---- MATERIAL FOR THE TASK

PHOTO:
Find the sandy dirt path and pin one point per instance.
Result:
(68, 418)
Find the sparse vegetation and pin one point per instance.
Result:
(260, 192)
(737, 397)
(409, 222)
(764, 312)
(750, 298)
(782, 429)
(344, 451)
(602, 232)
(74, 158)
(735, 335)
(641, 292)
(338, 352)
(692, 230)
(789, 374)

--------

WORK ITEM
Your task is to repeat every entry exactly.

RESPONSE
PHOTO:
Find the sandy dirt path and pin one point per instance.
Result:
(68, 418)
Find the sparse vegetation and pin one point per instance.
Result:
(260, 192)
(737, 397)
(409, 222)
(764, 312)
(750, 298)
(782, 429)
(344, 451)
(602, 232)
(74, 158)
(735, 335)
(641, 292)
(338, 352)
(692, 230)
(789, 374)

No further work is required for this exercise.